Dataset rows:
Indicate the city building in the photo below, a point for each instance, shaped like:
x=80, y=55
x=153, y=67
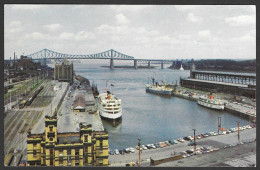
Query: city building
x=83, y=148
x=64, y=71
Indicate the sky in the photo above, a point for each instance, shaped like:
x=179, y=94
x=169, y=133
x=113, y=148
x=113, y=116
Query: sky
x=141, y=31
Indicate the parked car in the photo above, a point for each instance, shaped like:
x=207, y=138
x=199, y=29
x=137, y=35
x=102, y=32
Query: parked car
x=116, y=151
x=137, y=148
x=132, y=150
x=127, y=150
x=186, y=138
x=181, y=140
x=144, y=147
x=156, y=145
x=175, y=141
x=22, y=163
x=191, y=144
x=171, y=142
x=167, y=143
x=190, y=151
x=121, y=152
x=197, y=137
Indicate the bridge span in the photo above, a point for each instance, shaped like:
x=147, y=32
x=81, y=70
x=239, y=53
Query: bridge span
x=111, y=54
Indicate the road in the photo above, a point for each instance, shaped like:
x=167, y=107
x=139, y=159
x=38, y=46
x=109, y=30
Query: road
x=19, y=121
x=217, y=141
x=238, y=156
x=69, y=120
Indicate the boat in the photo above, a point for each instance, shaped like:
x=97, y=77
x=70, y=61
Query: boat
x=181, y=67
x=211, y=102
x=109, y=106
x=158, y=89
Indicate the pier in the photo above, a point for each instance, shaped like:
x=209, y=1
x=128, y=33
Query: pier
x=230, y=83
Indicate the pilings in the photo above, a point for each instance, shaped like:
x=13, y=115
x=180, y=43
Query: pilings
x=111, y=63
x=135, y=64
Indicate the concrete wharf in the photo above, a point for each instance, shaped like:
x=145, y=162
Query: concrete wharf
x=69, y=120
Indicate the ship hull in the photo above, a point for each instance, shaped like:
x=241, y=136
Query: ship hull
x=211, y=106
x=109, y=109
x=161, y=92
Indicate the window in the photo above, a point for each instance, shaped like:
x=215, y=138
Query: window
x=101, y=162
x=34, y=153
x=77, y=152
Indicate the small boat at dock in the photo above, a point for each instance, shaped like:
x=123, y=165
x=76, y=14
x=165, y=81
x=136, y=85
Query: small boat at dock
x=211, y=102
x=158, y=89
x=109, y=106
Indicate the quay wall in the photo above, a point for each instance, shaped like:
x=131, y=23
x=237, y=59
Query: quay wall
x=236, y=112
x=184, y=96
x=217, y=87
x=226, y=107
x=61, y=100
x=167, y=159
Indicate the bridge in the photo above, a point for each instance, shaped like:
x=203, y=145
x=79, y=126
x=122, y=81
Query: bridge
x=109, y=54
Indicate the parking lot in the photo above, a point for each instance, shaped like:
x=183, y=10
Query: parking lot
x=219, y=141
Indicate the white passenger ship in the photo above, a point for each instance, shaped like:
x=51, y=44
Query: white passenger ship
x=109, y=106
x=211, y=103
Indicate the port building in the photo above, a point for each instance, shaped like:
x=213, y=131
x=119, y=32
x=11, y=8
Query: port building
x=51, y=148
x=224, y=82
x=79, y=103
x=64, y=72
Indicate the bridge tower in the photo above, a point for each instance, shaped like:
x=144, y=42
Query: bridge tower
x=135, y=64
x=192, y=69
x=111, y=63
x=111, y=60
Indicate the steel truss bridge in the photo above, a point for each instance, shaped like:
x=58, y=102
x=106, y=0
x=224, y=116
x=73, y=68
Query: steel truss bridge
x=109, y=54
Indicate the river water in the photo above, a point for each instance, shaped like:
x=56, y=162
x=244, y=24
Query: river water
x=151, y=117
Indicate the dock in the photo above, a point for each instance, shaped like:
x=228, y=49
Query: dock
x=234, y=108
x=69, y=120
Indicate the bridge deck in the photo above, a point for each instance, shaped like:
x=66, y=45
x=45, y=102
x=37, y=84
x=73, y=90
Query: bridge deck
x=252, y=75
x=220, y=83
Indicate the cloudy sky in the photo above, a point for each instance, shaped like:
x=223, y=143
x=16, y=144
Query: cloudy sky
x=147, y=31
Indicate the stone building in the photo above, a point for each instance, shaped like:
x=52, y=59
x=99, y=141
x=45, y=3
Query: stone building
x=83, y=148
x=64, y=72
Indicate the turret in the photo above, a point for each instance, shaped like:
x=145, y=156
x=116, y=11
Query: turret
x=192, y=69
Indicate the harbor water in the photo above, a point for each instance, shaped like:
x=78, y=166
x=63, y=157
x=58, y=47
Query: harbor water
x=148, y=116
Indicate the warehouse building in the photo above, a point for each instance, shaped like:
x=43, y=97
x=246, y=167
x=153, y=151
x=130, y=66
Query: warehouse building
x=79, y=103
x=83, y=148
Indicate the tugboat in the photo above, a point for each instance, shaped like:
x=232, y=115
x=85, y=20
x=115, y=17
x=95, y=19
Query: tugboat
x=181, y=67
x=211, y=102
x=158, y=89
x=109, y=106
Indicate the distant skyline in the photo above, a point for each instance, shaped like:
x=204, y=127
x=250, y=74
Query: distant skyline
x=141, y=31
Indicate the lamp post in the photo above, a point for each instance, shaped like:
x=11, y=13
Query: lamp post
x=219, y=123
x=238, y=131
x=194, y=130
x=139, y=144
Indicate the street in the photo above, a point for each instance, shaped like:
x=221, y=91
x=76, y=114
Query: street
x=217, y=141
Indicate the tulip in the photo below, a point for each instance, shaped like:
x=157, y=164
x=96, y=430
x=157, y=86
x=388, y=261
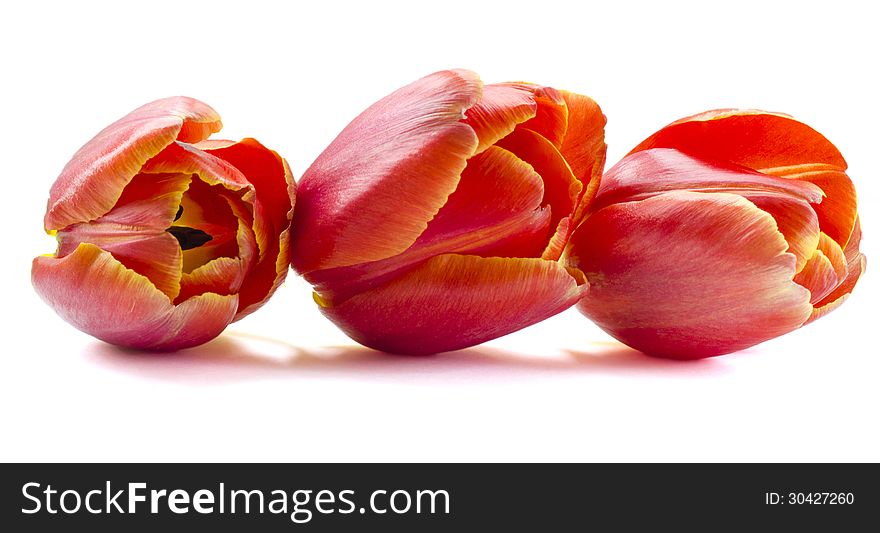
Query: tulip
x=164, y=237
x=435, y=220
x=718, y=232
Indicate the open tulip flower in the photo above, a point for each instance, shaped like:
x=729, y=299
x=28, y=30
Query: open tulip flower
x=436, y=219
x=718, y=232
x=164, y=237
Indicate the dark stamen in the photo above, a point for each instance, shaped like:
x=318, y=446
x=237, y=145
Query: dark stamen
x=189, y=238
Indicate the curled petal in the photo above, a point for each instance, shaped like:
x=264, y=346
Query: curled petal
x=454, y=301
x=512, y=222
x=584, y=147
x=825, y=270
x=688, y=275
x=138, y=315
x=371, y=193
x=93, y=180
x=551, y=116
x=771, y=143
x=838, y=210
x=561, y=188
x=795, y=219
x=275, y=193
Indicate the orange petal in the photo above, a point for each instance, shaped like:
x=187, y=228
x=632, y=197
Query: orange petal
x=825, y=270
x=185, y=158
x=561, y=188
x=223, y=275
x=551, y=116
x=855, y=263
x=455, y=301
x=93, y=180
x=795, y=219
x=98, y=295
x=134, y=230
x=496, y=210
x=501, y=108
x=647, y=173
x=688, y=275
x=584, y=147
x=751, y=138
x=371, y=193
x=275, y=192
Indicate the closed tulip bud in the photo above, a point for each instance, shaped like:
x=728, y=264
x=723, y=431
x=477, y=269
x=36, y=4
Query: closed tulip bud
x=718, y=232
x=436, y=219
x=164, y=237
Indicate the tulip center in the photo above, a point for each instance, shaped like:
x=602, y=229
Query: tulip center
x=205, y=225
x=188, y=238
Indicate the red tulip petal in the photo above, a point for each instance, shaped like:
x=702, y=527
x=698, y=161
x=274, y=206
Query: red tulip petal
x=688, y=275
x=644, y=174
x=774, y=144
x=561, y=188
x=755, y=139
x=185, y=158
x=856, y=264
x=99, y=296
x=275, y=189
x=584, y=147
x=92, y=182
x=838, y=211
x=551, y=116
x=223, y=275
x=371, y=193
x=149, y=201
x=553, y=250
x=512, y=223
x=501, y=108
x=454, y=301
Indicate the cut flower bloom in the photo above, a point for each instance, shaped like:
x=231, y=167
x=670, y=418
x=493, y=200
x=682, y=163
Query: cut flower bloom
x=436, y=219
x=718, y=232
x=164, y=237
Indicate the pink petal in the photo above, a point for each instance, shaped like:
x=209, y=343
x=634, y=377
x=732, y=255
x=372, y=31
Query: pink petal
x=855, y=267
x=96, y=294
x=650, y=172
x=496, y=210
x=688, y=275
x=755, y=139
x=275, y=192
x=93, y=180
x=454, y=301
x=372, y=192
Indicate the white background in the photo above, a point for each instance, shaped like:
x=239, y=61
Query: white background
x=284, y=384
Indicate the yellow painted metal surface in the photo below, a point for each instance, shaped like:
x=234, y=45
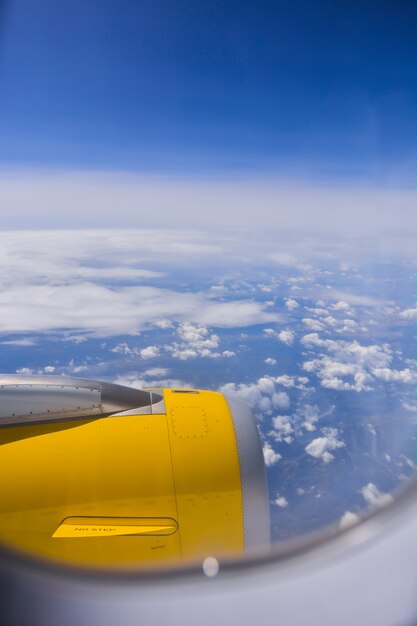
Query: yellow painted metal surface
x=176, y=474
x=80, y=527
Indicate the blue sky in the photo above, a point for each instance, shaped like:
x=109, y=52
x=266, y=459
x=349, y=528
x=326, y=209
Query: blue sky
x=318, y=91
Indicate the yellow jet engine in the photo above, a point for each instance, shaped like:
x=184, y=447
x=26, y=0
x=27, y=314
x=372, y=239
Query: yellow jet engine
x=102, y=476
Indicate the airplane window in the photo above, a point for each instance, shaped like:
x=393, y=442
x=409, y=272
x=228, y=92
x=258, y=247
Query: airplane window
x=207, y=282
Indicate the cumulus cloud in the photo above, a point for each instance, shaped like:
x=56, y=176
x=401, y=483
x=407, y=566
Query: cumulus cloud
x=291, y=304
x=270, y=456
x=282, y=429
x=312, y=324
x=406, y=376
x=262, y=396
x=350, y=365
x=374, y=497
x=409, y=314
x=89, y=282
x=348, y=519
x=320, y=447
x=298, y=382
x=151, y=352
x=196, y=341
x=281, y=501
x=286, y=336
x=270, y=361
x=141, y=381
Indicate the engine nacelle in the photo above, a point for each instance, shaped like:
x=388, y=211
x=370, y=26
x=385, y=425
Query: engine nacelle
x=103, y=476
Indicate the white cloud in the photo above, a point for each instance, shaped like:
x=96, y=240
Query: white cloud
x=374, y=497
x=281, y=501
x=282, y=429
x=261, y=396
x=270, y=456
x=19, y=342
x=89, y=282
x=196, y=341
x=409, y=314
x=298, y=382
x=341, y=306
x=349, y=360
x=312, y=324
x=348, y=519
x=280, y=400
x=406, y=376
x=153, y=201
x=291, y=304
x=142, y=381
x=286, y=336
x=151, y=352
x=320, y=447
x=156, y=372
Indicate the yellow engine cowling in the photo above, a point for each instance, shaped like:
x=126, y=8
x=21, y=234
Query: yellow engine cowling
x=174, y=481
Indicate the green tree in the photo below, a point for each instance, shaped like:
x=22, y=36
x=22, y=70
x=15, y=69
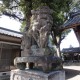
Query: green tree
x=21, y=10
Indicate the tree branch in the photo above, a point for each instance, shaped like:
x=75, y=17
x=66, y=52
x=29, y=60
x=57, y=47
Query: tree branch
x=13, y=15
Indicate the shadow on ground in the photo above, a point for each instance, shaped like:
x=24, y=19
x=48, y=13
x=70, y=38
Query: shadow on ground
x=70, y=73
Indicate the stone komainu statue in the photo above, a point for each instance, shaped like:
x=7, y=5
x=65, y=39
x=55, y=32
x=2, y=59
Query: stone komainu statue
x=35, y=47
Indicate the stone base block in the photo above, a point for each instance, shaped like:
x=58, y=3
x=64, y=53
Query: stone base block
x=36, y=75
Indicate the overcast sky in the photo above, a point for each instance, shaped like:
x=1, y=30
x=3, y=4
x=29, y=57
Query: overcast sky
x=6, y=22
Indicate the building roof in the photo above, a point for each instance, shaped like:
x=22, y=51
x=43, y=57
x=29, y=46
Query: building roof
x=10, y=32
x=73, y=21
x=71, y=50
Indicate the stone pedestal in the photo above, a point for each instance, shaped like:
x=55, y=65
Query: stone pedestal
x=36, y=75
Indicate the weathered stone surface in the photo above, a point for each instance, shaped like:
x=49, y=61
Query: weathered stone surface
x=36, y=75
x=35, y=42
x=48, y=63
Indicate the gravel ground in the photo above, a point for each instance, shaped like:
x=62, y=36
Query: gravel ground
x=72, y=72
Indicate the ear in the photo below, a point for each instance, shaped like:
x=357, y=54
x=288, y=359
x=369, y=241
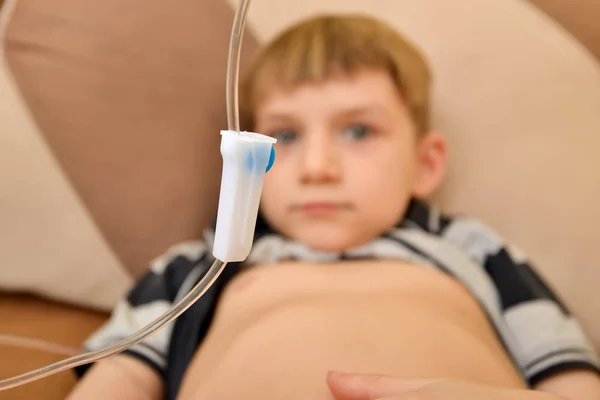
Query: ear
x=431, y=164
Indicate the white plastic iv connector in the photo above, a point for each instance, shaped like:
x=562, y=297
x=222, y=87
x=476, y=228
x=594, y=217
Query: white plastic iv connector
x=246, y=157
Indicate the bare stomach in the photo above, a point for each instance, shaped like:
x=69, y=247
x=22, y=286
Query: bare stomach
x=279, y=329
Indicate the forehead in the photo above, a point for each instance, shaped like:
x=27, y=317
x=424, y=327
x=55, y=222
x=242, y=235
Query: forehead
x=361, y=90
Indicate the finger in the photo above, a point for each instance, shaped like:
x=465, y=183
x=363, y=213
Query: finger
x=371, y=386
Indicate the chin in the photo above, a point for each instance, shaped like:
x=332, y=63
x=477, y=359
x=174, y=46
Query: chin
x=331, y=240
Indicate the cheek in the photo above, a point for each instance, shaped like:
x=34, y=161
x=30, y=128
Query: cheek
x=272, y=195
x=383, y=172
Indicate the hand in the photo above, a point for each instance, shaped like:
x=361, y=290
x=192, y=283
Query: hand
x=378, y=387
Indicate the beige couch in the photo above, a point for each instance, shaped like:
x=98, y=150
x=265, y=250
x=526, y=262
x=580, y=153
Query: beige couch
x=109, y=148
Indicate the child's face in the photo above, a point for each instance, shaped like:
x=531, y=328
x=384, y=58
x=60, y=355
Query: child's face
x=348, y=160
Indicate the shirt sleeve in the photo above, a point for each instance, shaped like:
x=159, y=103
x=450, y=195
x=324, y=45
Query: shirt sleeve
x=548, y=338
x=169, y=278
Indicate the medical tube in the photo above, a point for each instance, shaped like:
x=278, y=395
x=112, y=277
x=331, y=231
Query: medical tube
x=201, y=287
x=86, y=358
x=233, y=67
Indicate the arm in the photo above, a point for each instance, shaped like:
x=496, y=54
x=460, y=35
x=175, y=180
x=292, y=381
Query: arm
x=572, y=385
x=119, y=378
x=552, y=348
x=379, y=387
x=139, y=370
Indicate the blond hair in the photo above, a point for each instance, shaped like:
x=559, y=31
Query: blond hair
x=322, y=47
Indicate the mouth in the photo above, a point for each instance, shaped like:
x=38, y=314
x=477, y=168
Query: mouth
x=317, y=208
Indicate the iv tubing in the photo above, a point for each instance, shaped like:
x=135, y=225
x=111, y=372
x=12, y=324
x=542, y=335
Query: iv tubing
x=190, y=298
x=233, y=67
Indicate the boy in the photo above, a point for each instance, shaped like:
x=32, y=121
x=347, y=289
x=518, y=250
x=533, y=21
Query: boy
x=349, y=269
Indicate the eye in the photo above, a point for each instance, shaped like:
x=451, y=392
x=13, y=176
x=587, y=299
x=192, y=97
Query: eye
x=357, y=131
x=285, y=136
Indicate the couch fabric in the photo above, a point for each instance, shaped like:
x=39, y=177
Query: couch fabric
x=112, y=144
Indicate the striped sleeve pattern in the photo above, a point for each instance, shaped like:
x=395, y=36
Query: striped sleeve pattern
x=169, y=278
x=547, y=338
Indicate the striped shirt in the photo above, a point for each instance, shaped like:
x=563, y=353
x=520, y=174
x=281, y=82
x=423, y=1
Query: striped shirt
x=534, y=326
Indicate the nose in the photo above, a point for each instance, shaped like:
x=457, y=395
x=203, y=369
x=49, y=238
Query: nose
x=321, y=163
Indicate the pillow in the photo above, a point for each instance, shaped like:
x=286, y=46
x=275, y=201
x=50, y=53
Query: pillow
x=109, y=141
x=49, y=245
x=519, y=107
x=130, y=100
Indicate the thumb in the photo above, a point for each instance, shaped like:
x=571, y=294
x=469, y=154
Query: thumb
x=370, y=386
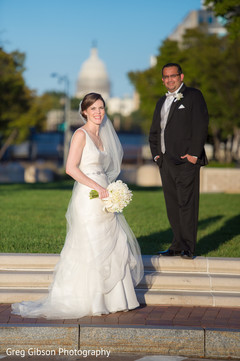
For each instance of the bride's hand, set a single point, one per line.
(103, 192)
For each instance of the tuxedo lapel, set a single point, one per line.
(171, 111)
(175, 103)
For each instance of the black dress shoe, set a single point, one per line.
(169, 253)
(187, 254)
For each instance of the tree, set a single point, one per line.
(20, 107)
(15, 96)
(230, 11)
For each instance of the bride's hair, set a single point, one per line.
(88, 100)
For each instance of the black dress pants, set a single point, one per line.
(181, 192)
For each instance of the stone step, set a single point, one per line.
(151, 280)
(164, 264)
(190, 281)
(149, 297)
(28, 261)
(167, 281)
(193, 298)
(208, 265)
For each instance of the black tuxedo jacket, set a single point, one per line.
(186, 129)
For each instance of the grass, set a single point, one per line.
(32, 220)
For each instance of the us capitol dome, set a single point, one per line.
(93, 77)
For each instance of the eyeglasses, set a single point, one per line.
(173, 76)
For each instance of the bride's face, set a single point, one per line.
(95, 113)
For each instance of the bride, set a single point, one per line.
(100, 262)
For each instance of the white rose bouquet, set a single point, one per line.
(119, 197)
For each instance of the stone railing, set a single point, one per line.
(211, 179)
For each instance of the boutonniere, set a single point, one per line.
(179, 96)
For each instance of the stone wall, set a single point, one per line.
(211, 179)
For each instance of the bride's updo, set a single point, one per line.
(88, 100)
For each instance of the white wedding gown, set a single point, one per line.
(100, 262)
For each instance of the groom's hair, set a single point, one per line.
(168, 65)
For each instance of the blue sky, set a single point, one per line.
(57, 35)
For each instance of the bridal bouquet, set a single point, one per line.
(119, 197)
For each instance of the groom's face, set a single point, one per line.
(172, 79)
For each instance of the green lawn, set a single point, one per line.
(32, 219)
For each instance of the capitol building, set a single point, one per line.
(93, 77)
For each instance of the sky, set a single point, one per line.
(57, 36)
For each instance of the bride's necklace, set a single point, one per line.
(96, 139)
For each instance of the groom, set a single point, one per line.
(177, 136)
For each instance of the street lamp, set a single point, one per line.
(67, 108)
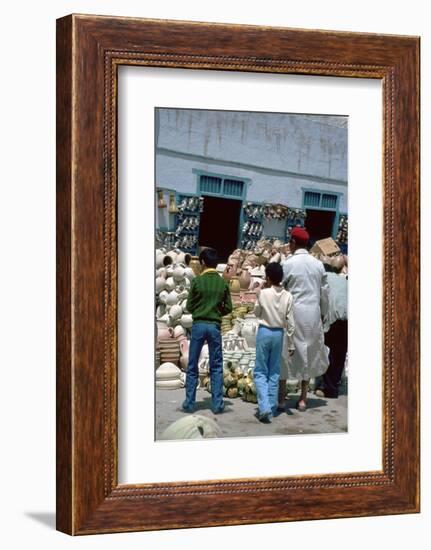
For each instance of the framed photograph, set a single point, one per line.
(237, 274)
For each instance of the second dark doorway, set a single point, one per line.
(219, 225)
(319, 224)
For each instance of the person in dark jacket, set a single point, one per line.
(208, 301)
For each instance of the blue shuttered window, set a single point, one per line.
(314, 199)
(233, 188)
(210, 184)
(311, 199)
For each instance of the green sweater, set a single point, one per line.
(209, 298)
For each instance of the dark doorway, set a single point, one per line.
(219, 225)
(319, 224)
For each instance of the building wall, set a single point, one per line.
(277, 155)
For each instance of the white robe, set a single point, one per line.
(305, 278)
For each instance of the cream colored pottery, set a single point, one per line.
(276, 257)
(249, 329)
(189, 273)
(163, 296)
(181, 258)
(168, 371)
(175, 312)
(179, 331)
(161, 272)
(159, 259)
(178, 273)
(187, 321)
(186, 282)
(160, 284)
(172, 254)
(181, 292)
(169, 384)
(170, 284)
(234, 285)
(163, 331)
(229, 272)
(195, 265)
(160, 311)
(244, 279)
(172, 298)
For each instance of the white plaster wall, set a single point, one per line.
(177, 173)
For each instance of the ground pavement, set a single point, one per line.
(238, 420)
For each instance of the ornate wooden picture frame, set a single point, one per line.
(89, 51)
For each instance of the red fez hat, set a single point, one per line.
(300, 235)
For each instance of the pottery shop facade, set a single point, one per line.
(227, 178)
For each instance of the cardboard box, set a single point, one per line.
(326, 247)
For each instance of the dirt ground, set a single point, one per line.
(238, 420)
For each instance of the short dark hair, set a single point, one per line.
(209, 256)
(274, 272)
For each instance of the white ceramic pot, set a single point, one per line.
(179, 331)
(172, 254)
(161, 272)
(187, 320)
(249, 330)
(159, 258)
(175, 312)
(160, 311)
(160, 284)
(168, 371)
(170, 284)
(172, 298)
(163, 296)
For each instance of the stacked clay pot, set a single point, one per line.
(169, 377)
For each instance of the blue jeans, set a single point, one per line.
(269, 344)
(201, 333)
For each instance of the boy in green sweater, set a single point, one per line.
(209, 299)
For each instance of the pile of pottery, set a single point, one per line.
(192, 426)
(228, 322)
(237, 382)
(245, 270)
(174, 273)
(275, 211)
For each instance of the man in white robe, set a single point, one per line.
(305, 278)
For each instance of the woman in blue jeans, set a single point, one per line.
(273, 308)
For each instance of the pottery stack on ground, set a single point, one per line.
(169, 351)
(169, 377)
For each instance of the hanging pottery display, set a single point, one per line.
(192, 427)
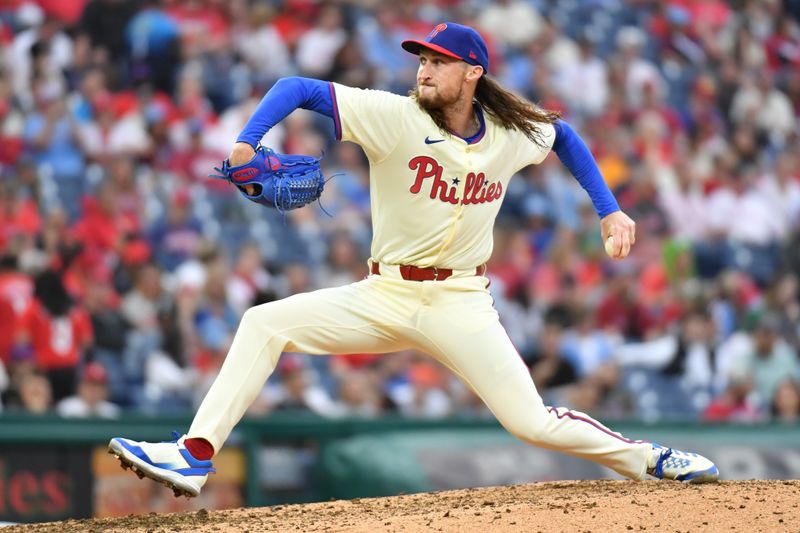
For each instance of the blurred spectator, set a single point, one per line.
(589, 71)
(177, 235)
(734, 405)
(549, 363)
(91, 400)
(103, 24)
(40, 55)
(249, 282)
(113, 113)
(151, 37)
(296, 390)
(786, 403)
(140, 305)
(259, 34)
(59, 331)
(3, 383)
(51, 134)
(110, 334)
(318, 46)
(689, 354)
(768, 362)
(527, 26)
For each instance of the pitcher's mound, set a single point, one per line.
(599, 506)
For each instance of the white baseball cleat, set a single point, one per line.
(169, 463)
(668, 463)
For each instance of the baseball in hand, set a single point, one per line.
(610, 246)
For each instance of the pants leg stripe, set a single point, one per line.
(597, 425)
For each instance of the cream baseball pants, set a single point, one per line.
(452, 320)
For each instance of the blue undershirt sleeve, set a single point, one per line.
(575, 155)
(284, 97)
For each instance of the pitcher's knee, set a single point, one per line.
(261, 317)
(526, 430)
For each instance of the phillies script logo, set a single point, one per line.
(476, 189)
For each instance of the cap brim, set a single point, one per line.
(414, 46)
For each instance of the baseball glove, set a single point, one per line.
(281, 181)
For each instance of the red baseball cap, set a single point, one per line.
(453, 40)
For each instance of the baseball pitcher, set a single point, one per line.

Given problem
Everything from the line containing "For each instance of the pottery stack" through the last line of the entries is to be output exactly as written, minus any pictures.

Exercise solution
For each instance of the pottery stack on ground, set a single point, one per line.
(169, 351)
(169, 377)
For each instance of the hanging pottery display, set a single point, one per line.
(192, 427)
For each instance of the blurred spectator, set a single point, one per line.
(589, 71)
(177, 235)
(734, 405)
(549, 363)
(91, 400)
(103, 24)
(40, 55)
(249, 282)
(113, 113)
(151, 37)
(296, 390)
(786, 403)
(140, 305)
(259, 34)
(59, 331)
(3, 383)
(51, 134)
(110, 334)
(318, 46)
(689, 354)
(768, 362)
(527, 26)
For each instance of the pitcher's mound, set a single point, one per line.
(599, 506)
For each instance of the white baseball cleat, set a single point, one per line.
(169, 463)
(668, 463)
For each instance of the baseball in hand, set a single point, one per line.
(610, 246)
For each instance of the pants leg stripe, set a single point, one per line.
(597, 425)
For each instance of the cream baseball pants, set a single point, one per line.
(452, 320)
For each instance of the blue undershirt sleeve, set a single point, one per line.
(575, 155)
(284, 97)
For each instance of the pitcher's knee, set a single point, one per line.
(261, 317)
(526, 430)
For each instance of the phillies script logo, set a single point, one per line.
(476, 189)
For each instance of the cap brim, set a single point, one per line.
(414, 46)
For each instance of the baseball glove, set a single point, one per line.
(281, 181)
For each instance of the red baseball cap, set a single point, one per line.
(453, 40)
For each instance of the baseball pitcher, set a single point, one per line.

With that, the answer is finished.